Given request – Put every line of the listing below into a Markdown table with two columns, Row for its number and Text for the line itself, skipping blank lines. Leave the pictures out of the table.

Given records –
++++++++

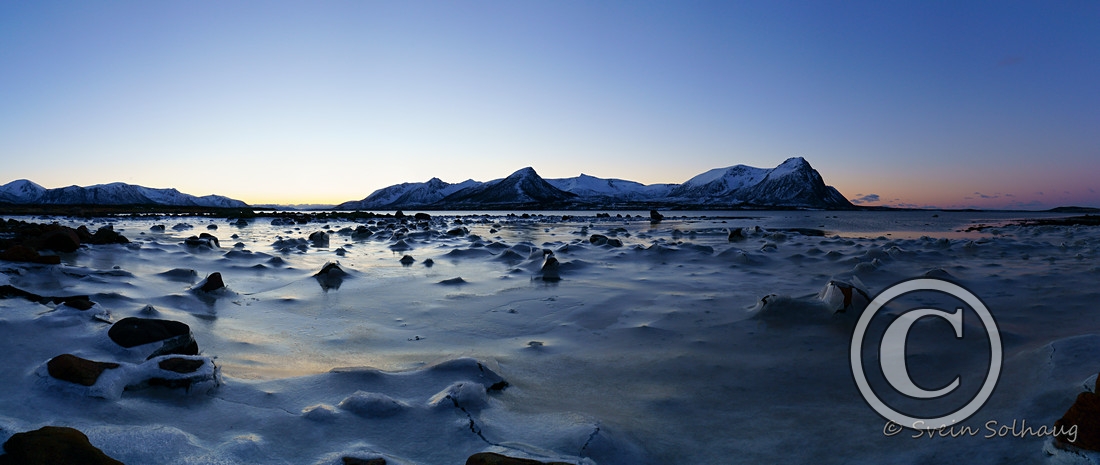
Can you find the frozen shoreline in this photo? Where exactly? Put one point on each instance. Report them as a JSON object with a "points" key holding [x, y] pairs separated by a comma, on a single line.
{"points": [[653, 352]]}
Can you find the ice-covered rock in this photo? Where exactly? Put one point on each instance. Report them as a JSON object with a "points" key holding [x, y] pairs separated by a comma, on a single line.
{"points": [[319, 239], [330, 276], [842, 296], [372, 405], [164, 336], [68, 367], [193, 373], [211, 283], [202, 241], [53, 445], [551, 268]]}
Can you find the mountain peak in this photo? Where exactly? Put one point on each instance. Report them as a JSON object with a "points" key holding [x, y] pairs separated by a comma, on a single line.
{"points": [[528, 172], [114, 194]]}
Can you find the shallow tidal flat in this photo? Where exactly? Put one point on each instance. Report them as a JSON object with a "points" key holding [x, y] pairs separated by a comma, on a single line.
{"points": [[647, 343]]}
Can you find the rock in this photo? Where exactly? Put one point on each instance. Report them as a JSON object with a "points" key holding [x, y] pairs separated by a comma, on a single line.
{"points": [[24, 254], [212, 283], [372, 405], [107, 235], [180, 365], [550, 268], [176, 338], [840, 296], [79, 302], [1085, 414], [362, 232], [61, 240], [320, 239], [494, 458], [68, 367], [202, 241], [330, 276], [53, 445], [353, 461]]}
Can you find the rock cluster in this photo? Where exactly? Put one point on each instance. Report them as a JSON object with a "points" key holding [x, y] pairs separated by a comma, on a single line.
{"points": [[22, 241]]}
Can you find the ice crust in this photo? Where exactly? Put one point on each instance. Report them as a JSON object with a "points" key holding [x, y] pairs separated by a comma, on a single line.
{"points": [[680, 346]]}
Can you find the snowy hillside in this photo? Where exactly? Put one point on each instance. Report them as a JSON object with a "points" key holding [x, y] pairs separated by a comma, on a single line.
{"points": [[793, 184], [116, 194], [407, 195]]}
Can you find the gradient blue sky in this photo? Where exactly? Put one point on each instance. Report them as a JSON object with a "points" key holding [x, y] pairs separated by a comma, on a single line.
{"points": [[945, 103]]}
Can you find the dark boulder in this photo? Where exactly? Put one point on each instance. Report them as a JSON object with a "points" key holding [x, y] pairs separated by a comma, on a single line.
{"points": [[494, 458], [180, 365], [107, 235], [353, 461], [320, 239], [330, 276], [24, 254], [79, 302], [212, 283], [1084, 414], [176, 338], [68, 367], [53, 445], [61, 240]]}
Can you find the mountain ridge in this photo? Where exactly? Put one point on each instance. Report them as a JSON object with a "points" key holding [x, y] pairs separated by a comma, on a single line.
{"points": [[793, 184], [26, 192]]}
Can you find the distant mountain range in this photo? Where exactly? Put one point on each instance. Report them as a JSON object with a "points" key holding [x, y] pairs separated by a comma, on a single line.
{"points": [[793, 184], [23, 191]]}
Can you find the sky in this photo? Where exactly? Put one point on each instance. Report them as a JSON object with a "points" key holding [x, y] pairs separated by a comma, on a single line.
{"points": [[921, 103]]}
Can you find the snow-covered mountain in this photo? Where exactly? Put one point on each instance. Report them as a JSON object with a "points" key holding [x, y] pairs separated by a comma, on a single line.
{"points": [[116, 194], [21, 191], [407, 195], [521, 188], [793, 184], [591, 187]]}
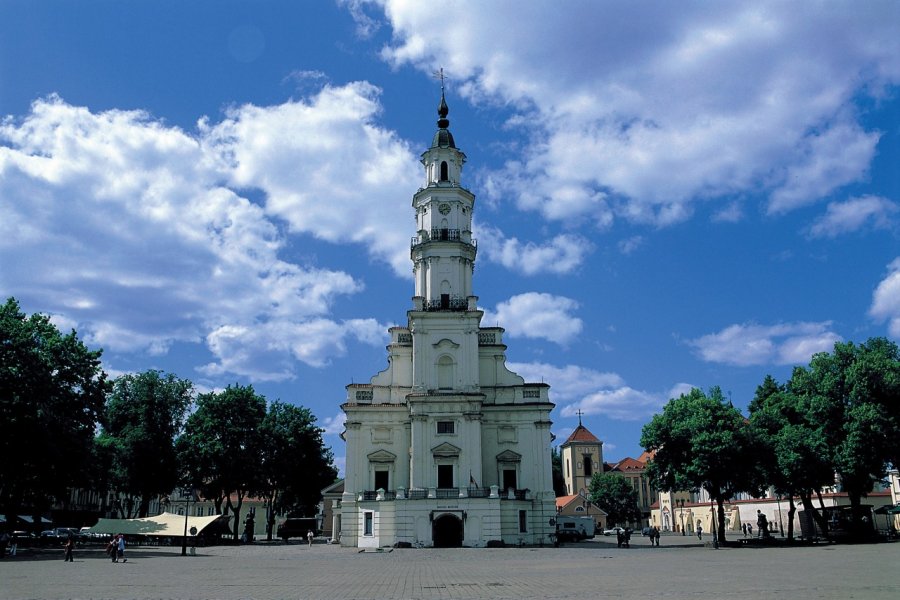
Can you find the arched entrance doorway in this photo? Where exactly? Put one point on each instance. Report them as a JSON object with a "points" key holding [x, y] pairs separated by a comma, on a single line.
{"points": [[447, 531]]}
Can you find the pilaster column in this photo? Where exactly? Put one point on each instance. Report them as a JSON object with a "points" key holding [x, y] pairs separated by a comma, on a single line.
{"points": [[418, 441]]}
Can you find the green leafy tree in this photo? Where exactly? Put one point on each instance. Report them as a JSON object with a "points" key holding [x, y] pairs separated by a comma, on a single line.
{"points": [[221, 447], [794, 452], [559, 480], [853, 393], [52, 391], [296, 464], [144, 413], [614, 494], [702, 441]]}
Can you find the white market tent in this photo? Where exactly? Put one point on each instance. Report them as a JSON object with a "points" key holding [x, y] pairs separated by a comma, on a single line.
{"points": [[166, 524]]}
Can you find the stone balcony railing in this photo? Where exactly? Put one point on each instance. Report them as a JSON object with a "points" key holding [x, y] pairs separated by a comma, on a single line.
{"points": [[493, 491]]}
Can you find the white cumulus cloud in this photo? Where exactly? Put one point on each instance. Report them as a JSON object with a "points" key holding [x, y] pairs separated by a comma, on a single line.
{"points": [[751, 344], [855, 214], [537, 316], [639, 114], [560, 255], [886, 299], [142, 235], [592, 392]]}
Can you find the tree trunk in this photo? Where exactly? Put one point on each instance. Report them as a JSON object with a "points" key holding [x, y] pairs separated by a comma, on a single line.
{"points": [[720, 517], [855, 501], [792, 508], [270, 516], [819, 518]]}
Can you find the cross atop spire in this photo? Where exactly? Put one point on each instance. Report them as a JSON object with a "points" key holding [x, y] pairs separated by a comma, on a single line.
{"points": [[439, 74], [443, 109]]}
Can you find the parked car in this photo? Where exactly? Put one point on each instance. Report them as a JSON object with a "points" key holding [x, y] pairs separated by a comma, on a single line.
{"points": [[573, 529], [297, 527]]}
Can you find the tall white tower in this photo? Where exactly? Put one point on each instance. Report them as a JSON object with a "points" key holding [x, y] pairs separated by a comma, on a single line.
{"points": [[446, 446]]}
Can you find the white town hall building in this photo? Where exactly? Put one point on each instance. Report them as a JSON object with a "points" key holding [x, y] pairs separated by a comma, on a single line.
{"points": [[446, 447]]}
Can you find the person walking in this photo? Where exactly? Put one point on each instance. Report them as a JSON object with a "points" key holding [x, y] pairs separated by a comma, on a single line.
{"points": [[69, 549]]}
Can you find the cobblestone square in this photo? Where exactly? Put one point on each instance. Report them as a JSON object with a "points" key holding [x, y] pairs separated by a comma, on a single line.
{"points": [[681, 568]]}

++++++++

Solution to the exercise –
| Row | Text |
|---|---|
| 1 | Can you find the frozen shoreline in this photo? Where exactly? Put one point on each instance. Report them as a JSON object with a "points" key holding [x, y] pairs separated by a comma, on a single line. |
| 2 | {"points": [[653, 352]]} |
| 3 | Can you find the ice-covered rock in this photo? Where exactly? Put one point on each instance. Report them as a JSON object with a "points" key holding [x, y] pairs separated by a comma, on a single line. |
| 4 | {"points": [[319, 239], [330, 276], [842, 296], [372, 405], [164, 336], [68, 367], [193, 373], [211, 283], [202, 241], [53, 445], [551, 268]]} |
| 5 | Can you find the mountain peak in this photo? Where exactly? Put one point on each instance. Report them as a JSON object with a "points" key holding [x, y] pairs separated by a comma, on a single line. |
| 6 | {"points": [[528, 172], [114, 194]]} |
| 7 | Can you find the shallow tidal flat in this photo? Where exactly? Put one point on each instance. Report them as a JSON object with a "points" key holding [x, y] pairs separated by a comma, on a single line. |
| 8 | {"points": [[647, 343]]} |
| 9 | Can you find the rock in this photo? Where exactly? Put one point on each instance. Report them as a JSON object with a "points" key holding [x, y] pairs separated by a comma, on a single line. |
| 10 | {"points": [[24, 254], [212, 283], [372, 405], [107, 235], [180, 365], [550, 268], [176, 338], [840, 296], [79, 302], [1085, 414], [362, 232], [61, 240], [320, 239], [494, 458], [68, 367], [202, 241], [330, 276], [53, 445], [353, 461]]} |
| 11 | Can you find the rock cluster in this photo? Where exactly? Put one point on each instance. Report them as a JSON object with a "points" key holding [x, y] pairs separated by a comma, on a single line. |
| 12 | {"points": [[22, 241]]} |
| 13 | Can you find the ice crust in this photo? Where exactly? Put one point on each instance. Report them as a JSON object with a "points" key holding [x, y] pairs separated by a comma, on a single line. |
| 14 | {"points": [[680, 346]]} |
| 15 | Can you find the snowy hillside in this photo? Where exactly? Put one point on each instance. Report them as a JSON object with a "points" key holding [x, y] pairs separated by a comma, on a single line. |
| 16 | {"points": [[793, 184], [116, 194], [407, 195]]} |
| 17 | Can you find the gradient blue sky in this photo? Where exactly? Put one point on each instance. Report them as a JSON object with a "points" key holding [x, y] pairs separated by a comma, on a single line. |
| 18 | {"points": [[945, 103]]} |
| 19 | Can you find the dark boulder in this photo? Where exactly? Put one point on each instance. Report them as a JSON object with a "points" key holding [x, y] pairs separated by a comma, on a single line. |
| 20 | {"points": [[494, 458], [180, 365], [107, 235], [353, 461], [320, 239], [330, 276], [24, 254], [79, 302], [212, 283], [1084, 414], [176, 338], [68, 367], [53, 445], [61, 240]]} |
| 21 | Can you find the mountain ridge in this photo? Where exactly? Put one point on each instance. Report them as a JSON object with a "points" key holding [x, y] pairs separated by a comma, on a single line. |
| 22 | {"points": [[793, 184], [26, 192]]} |
| 23 | Can you find the distant mountain range in this photo? Where exactly? Put one point on each instance. Report them as a JSON object with a "points" key holding [x, y] pairs separated by a comma, on a single line. |
| 24 | {"points": [[793, 184], [23, 191]]} |
| 25 | Can you find the sky in this photo? Where exactly? Put one point on each instance. Report them as a JSON object with a "points" key holding [x, y] pairs separated by a comma, on a single line. |
| 26 | {"points": [[921, 103]]} |
| 27 | Can you find the snow-covered mountain in this photo? Where exactly? Put one point on each instance. Report them as a JSON object with a "points" key holding [x, y] pairs separated by a comma, on a single line. |
| 28 | {"points": [[116, 194], [21, 191], [407, 195], [521, 188], [793, 184], [591, 187]]} |
| 29 | Can you find the arched entrance doorway in this photo? Where exactly? Put one point on each instance. Report them as a JSON object with a "points" key holding [x, y] pairs separated by a comma, on a single line. |
| 30 | {"points": [[447, 531]]} |
| 31 | Can you find the pilaster column in this photo? Where exactly? Put one point on each instance. Report them as a JSON object with a "points" key holding [x, y] pairs separated by a comma, on a single line. |
| 32 | {"points": [[418, 441]]} |
| 33 | Can you find the green leafy tree in this photo? Where exactly? Put one point on each instance. Report them as a JSON object with a "points" key holding [x, y] pairs separated by a comma, on a single line. |
| 34 | {"points": [[221, 447], [794, 452], [559, 480], [853, 393], [52, 391], [296, 464], [144, 413], [614, 494], [702, 441]]} |
| 35 | Can you find the white market tent in this photo? Where exactly? Put one point on each instance. Report them as a JSON object with a "points" key holding [x, y] pairs separated by a comma, on a single line. |
| 36 | {"points": [[166, 524]]} |
| 37 | Can you find the stone balcony railing in this photo? Where exactly? Put one point on each instance. Report them as a JSON object with a "points" key holding [x, y] pairs separated by a comma, on a single line. |
| 38 | {"points": [[493, 491]]} |
| 39 | Can you find the white cumulus cloud in this photo? Where exactly? Put one point on each instance. Report them as a JSON object with a "points" key holding [x, y] pairs separated by a comma, on a single line. |
| 40 | {"points": [[751, 344], [855, 214], [537, 316], [639, 114], [560, 255], [886, 299], [142, 235], [592, 392]]} |
| 41 | Can you find the tree trunk in this photo? Where exactly? Put one point on each instance. Report them as a JSON object with a "points" key holding [x, y] pairs separated by a comma, on a single line. |
| 42 | {"points": [[720, 517], [855, 501], [792, 508], [270, 516], [819, 518]]} |
| 43 | Can you find the cross atop spire in this photo? Where exactly? Put one point on each instance. Report them as a JSON object with a "points" key holding [x, y] pairs separated by a comma, on a single line. |
| 44 | {"points": [[439, 74], [443, 109]]} |
| 45 | Can you find the parked car in this photo? Where exactly? Put one point on each instance. Report them as a JSON object with a "points" key holding [x, y] pairs separated by a comma, on a single line. |
| 46 | {"points": [[573, 529], [297, 527]]} |
| 47 | Can you find the tall white tower in this photo? Where exactly? Put one point on each instance. Report them as a JSON object with a "points" key holding [x, y] pairs separated by a comma, on a single line. |
| 48 | {"points": [[446, 446]]} |
| 49 | Can you find the white town hall building in this photo? Where exactly? Put one point on each instance. Report them as a JSON object with a "points" key holding [x, y] pairs separated by a comma, on a single line. |
| 50 | {"points": [[446, 447]]} |
| 51 | Can you find the person walking in this photo? Where exactly? Put one point on each instance. Report them as a JSON object with a "points" key holding [x, y] pairs separated by a comma, on a single line. |
| 52 | {"points": [[69, 549]]} |
| 53 | Can you find the cobblestone square in this photo? Where exactly? Put one point on each instance. Report them as a JSON object with a "points" key holding [x, y] pairs separated by a comma, on a single line. |
| 54 | {"points": [[681, 568]]} |